TESTO FORNITO »
● ● ● ● ● ● ●
Difficile, molto più difficile condividere...la gioia dell’altro piuttosto che...


gioia

               Potrà sembrare strano, eppure l’esercizio più difficile che a ciascuno di noi può essere richiesto nella relazione con l’altro è quello di condividere la sua gioia, sì proprio la gioia o comunque una situazione emotiva di piacere benessere soddisfazione gratificazione.

              Quando mi sono soffermata a rifletterci (non molto tempo fa) sono rimasta quasi incredula io stessa e ho subito cercato esempi e condizioni che mi aiutassero a comprendere meglio: avevo sempre creduto, come credo molti tra voi, che la fatica più grande che ci possa essere chiesta sia quella di condividere il dolore che l’altro ci porta, un’emozione negativa, una difficoltà, il pianto e senza dubbio questa resta una difficoltà.

Conosco persone –non poche- che addirittura avvertono fisicamente malori solo ad entrare in ospedale a far visita ad un malato, al solo odore di prodotti disinfettanti e simili, così come sono piena di ammirazione per quelle –veramente poche- che riescono con il sorriso e l’energia positiva che hanno a comunicare con la persona in difficoltà, con il diversamente abile, sanno “trattarlo” con una naturalezza che è prodigiosa ai miei occhi perché, appunto, sono la dimostrazione che loro vedono “oltre” la semplice evidenza, contattano la persona che trovano in tutto simile a loro.

E dunque ero portata a credere che sia più che difficile condividere il dolore, perché condividere significa in definitiva riuscire a comprendere e sostenere l’altro, significa rafforzare in lui o in lei anche il più piccolo soffio di positività, significa in una parola accettazione della condizione dell’altro e non della condizione oggettiva, bensì di come quella condizione è vissuta dall’altro.
● ● ● ● ● ● ●
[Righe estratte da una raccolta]
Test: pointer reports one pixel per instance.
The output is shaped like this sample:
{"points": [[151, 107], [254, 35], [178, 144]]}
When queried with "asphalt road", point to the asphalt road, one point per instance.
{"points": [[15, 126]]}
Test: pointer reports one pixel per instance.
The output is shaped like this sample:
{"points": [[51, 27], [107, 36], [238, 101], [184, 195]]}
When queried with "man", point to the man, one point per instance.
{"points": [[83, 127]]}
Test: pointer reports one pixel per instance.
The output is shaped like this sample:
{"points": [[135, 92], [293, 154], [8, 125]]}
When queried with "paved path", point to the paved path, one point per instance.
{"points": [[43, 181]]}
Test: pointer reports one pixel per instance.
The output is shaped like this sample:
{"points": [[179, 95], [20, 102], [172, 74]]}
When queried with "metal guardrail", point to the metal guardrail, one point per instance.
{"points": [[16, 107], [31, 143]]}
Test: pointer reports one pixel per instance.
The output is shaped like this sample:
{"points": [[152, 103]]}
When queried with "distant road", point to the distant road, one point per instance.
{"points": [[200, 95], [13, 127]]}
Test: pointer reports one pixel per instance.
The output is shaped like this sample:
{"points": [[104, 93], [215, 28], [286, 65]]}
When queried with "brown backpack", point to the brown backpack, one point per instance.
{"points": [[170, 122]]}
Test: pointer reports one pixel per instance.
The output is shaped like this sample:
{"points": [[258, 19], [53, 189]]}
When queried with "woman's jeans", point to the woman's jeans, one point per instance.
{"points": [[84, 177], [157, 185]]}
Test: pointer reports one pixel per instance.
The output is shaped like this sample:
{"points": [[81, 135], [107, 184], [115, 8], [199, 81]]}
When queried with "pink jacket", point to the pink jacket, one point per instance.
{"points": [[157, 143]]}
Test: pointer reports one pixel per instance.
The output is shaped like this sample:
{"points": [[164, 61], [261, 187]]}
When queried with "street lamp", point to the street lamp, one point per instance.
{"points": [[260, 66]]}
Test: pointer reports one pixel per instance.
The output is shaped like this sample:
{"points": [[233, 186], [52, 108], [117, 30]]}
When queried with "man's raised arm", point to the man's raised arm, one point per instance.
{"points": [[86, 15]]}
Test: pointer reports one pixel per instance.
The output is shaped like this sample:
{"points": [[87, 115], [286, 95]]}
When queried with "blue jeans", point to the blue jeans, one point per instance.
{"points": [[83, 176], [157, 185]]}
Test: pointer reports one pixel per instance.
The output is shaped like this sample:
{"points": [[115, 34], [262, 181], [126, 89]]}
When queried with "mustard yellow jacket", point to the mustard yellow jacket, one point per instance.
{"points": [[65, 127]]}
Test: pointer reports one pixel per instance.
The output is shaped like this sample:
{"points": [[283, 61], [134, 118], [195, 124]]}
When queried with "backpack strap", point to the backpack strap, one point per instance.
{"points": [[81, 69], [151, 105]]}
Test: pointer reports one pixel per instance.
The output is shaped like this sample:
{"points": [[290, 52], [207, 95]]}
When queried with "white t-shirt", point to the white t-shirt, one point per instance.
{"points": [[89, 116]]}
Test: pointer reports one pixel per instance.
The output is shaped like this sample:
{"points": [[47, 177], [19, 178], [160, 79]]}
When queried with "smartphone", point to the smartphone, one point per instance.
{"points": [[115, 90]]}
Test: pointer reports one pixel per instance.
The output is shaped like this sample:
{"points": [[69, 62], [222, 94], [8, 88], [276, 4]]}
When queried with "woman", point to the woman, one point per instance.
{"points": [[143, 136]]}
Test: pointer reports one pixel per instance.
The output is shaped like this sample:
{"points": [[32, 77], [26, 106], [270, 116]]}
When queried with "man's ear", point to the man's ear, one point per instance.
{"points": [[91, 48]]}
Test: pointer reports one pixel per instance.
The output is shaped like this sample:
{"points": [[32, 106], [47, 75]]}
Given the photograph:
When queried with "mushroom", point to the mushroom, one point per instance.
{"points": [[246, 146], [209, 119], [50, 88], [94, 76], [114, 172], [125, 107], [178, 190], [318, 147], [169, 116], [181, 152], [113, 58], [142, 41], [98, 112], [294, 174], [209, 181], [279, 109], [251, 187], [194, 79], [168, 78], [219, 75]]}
● ● ● ● ● ● ●
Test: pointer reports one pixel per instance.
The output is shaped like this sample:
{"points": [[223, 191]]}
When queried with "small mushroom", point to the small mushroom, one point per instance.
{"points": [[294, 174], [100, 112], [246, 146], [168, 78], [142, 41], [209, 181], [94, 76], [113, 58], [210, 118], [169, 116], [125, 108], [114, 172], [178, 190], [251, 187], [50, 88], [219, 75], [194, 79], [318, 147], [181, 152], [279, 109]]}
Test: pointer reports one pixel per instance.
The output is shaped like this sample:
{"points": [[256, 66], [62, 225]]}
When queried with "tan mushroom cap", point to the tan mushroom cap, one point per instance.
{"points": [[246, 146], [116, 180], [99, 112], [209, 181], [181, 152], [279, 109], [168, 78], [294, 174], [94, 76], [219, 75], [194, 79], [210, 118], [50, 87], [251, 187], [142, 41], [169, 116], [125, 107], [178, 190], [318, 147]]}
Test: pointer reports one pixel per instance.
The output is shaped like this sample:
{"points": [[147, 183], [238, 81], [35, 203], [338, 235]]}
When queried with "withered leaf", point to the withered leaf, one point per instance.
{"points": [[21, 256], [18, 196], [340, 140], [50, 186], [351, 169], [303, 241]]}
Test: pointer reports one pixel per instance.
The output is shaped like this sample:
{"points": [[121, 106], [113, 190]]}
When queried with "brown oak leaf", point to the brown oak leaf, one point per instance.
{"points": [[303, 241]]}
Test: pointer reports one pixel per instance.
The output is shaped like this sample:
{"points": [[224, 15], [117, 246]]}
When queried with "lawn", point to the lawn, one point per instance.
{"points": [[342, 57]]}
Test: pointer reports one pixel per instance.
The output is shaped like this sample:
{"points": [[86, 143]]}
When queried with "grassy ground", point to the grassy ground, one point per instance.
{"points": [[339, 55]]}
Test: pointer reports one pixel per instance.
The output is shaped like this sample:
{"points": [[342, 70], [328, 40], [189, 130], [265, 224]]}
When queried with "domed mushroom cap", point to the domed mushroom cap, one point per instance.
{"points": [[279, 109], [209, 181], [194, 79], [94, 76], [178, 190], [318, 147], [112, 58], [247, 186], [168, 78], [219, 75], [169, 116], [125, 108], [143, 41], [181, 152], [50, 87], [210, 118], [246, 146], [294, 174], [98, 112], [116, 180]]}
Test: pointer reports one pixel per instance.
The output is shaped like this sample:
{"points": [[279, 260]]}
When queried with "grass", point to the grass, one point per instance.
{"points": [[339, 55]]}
● ● ● ● ● ● ●
ISTRUZIONI ESERCIZIO »
[1] Nel testo sulla gioia, quali stati vengono elencati subito dopo le parole "una situazione emotiva di"? Scrivili tutti.
[2] Restituisci tutte le righe che contengono la parola "brown".

RISPOSTE »
[1] piacere, benessere, soddisfazione, gratificazione

[2]
When queried with "brown backpack", point to the brown backpack, one point per instance.
When queried with "brown oak leaf", point to the brown oak leaf, one point per instance.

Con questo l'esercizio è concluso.